» **Görev 1**
Kayıtlardaki hangi satırlarda "ocean" dizesi geçiyor? Bu satırların hepsini ayıklayıp kopyalayın. Büyük-küçük harf ayrımı dikkate alınmalı.

Binanızın deprem güvenliğini sorgulayın
Deprem hasarlarını en aza indirmek için daha fazla önlem almak gerekiyor!
Dünyanın en önemli ve hareketli coğrafi kuşaklarından birinde
yer alan Türkiye'de, bugüne kadar ağır kayıpların yaşandığı birçok
deprem meydana geldi. 17 Ağustos 1999 tarihinde gerçekleşen 7,5
şiddetindeki Marmara Depremi'nde resmi raporlara göre; 17 bin 480
kişi hayatını kaybetti, 23 bin 781 kişi yaralandı, 505 kişi sakat
kaldı. 285 bin 211 konut ve 42 bin 902 işyeri de hasar gördü.

» **Gösterilen kayıtlar**
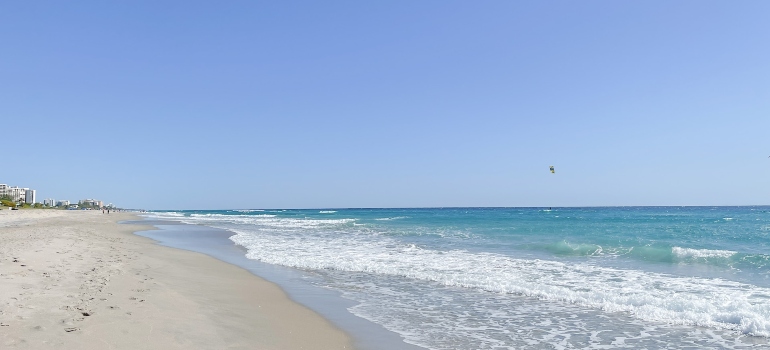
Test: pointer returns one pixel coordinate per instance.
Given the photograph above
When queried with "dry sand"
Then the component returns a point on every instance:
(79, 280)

...

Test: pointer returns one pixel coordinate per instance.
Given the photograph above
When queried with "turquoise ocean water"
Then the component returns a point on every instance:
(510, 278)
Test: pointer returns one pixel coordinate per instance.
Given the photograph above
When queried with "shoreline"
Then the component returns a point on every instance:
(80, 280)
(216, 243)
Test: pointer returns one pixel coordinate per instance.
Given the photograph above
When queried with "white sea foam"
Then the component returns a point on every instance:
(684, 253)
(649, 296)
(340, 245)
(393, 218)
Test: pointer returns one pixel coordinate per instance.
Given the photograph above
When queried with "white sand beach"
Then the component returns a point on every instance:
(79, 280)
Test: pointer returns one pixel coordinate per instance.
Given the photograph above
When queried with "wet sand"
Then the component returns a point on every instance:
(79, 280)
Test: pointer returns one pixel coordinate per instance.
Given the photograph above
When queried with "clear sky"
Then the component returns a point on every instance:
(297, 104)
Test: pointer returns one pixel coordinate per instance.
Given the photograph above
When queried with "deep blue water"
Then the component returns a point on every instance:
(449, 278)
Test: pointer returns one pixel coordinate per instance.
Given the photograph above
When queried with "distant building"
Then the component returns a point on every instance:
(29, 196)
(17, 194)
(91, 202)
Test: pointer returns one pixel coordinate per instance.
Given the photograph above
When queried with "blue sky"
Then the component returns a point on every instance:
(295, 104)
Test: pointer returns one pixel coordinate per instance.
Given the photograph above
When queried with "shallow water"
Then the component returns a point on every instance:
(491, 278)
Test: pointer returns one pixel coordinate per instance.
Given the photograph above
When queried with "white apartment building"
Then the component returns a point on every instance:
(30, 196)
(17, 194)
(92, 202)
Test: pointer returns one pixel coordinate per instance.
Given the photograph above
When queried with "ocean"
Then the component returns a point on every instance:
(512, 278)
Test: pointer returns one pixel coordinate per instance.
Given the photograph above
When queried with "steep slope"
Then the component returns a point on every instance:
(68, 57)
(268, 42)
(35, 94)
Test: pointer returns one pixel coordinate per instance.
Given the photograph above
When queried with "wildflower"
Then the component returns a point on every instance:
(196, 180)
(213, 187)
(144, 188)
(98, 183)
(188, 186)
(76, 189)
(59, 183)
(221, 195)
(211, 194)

--

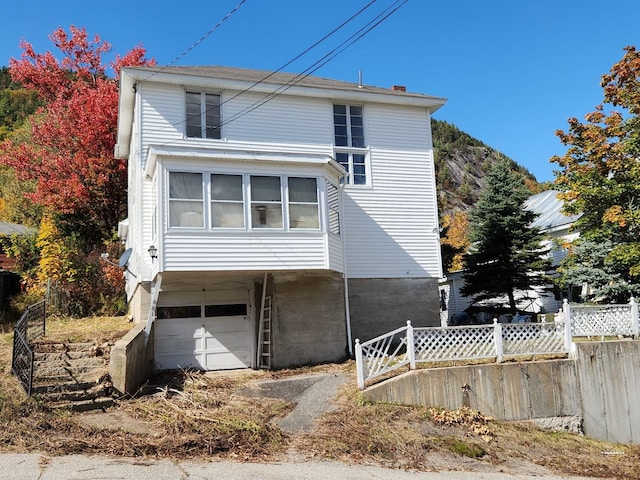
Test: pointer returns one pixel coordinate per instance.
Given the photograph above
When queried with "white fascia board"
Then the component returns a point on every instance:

» **Görev 2**
Deprem güvenliği metnine göre aşağıdaki ifadeler doğru mu? (a) Marmara Depremi 17 Ağustos 1999'da meydana geldi. (b) Marmara Depremi'nde 505 kişi yaralandı. (c) Depremde 42 bin 902 işyeri hasar gördü. Her biri için evet ya da hayır deyip metinden belirleyici sözcükleri tırnak içinde alıntılayın.

» **Beklenen çıktı 1**
When queried with "turquoise ocean water"
When queried with "ocean"

» **Beklenen çıktı 2**
(a) Evet: "17 Ağustos 1999 tarihinde gerçekleşen"
(b) Hayır: "23 bin 781 kişi yaralandı, 505 kişi sakat kaldı"
(c) Evet: "42 bin 902 işyeri de hasar gördü"